Vanguard Launches Russell-Based ETFs

By Steve Dew,

Shutterstock photo

Vanguard, the Valley Forge, Pa.-based sponsor known for its low-cost ETFs, today launched seven new funds based on Russell indexes. The new funds represent the latest step in an ambitious expansion plan the third-biggest U.S. ETF company announced earlier this year.

Today's rollout follows by about two weeks the launch of the Vanguard S&P 500 ETF (NYSEArca:VOO) and eight other equity ETFs based on S&P indexes. The company's plans are aimed at having a broad lineup of Vanguard products that give different advisers who favor different indexes the tools they need.

In keeping with Vanguard's aggressive stance on expenses, the new funds carry annual expense ratios ranging from 0.12 percent to 0.20 percent; in other words, priced to undercut its main competitor, iShares.

Rick Genoni, the head of ETF product management at Vanguard, said in a telephone interview today that his firm's expansion into the heart of the ETF marketplace is designed to provide uniformity for investors building long-term allocations.

Data shown —
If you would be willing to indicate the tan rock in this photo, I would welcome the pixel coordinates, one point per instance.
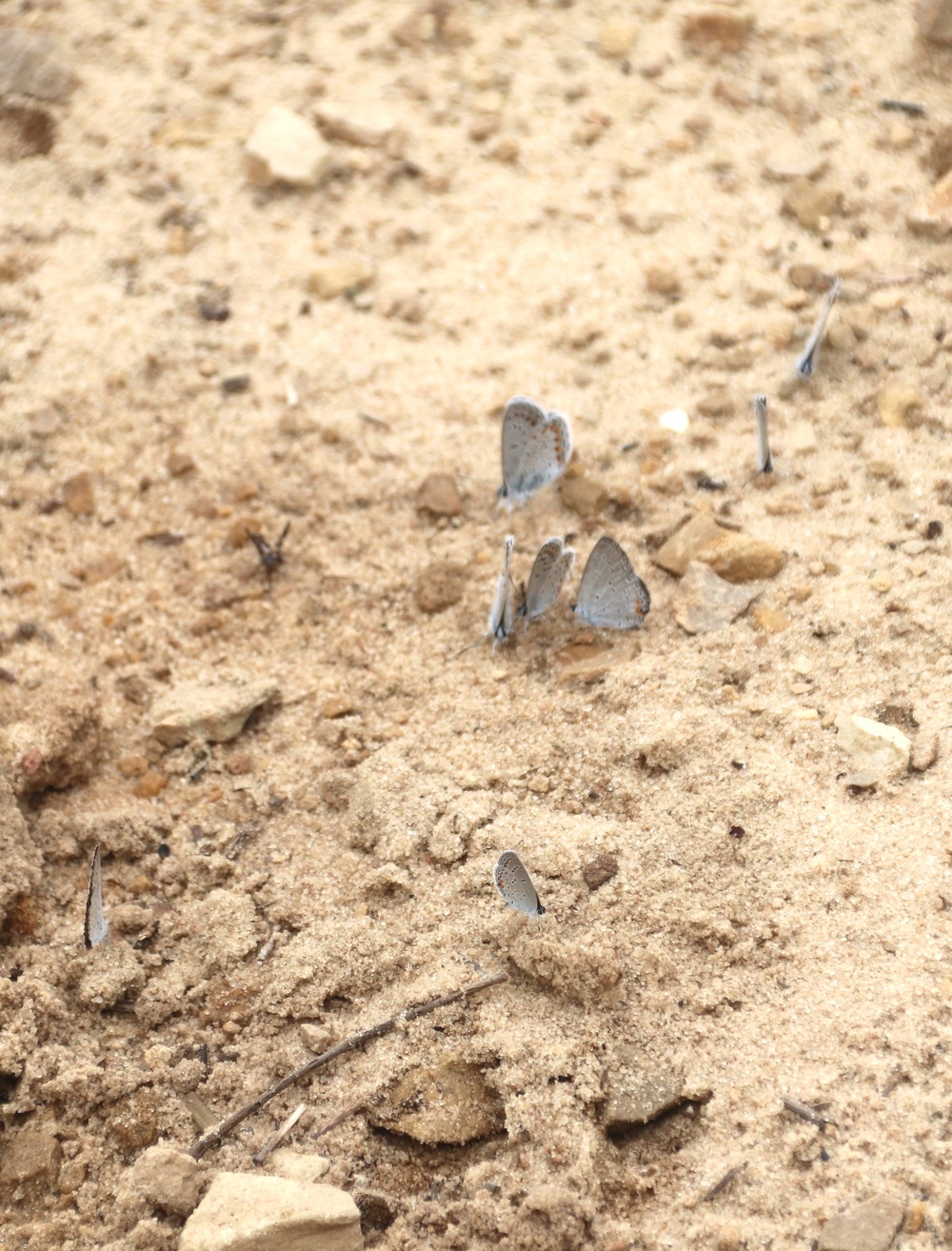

Directions —
[1] Return the passage of the Vanguard ETF article starting at "In keeping with" and ending at "building long-term allocations.", copied word for word.
[2] Render this sentence from the Vanguard ETF article in Spanish: "The new funds represent the latest step in an ambitious expansion plan the third-biggest U.S. ETF company announced earlier this year."

Solutions to the exercise —
[1]
In keeping with Vanguard's aggressive stance on expenses, the new funds carry annual expense ratios ranging from 0.12 percent to 0.20 percent; in other words, priced to undercut its main competitor, iShares.

Rick Genoni, the head of ETF product management at Vanguard, said in a telephone interview today that his firm's expansion into the heart of the ETF marketplace is designed to provide uniformity for investors building long-term allocations.

[2] Los nuevos fondos representan el paso más reciente de un ambicioso plan de expansión que la tercera mayor compañía de ETF de EE. UU. anunció a principios de este año.